* [GOAL] Please show every line in the records below that contains the word "jersey", copying each such line in full.

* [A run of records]

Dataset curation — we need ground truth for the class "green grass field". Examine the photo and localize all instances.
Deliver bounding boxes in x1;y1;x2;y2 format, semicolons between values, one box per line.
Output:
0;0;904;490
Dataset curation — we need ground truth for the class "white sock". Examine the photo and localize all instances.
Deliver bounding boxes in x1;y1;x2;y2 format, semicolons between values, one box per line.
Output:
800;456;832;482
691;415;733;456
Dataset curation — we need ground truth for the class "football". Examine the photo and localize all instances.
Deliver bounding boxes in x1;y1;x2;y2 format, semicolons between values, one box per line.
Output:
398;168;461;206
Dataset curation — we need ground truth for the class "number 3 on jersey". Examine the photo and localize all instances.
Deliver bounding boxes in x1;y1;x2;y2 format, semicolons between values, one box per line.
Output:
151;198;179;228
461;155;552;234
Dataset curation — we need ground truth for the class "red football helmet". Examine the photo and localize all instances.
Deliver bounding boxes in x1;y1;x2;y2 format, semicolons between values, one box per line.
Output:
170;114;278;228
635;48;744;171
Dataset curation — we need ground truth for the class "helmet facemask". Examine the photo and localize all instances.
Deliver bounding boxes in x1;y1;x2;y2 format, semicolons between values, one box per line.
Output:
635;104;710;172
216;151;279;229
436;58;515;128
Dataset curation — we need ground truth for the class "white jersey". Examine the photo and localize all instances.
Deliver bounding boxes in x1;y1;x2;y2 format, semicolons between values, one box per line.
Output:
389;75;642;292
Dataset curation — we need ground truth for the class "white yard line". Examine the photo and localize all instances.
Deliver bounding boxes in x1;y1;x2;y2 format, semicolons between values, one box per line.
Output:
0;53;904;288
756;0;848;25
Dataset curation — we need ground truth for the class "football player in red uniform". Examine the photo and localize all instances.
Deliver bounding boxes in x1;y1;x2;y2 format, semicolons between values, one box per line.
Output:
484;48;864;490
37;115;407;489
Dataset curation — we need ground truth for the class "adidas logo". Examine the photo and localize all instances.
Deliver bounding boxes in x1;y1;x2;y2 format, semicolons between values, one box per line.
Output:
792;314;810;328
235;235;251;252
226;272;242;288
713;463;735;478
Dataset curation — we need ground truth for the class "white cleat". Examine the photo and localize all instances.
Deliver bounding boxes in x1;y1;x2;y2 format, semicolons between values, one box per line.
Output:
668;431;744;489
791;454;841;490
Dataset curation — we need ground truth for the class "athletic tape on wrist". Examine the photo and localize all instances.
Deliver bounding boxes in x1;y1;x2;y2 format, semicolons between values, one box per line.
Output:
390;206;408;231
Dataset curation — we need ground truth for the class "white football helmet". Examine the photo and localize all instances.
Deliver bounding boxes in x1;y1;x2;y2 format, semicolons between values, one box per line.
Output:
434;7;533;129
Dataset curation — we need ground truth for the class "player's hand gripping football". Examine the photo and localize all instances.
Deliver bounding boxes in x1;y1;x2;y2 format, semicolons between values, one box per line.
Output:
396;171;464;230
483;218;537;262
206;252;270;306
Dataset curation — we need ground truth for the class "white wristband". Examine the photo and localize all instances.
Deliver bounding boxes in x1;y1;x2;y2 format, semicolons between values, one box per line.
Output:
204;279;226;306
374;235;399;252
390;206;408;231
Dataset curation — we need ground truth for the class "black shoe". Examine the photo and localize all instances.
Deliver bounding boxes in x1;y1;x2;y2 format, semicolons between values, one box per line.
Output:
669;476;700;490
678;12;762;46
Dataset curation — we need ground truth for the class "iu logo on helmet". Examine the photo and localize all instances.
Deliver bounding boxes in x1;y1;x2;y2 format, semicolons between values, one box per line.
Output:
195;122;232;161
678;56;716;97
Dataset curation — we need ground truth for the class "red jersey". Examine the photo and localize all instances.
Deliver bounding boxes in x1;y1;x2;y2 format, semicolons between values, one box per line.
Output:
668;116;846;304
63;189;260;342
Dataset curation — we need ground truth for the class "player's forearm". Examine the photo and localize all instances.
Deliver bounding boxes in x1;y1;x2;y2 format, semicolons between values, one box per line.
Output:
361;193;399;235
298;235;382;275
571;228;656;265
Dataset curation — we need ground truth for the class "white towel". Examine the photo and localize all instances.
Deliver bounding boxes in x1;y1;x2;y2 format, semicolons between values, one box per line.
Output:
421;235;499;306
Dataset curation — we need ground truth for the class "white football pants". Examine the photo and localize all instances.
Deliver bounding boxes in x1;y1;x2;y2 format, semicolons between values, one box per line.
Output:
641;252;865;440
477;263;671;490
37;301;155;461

* [OUTPUT OF THE TASK]
Dataset curation — we need ground truth for the class "number 3 on jersey". Examine the photo and localize all instances.
Dataset curation — we need ground truth for the class "white jersey". Examine the photo and localize all instances.
Dataset curation — we need ground truth for the class "red jersey". Examine the photo and localize all instances.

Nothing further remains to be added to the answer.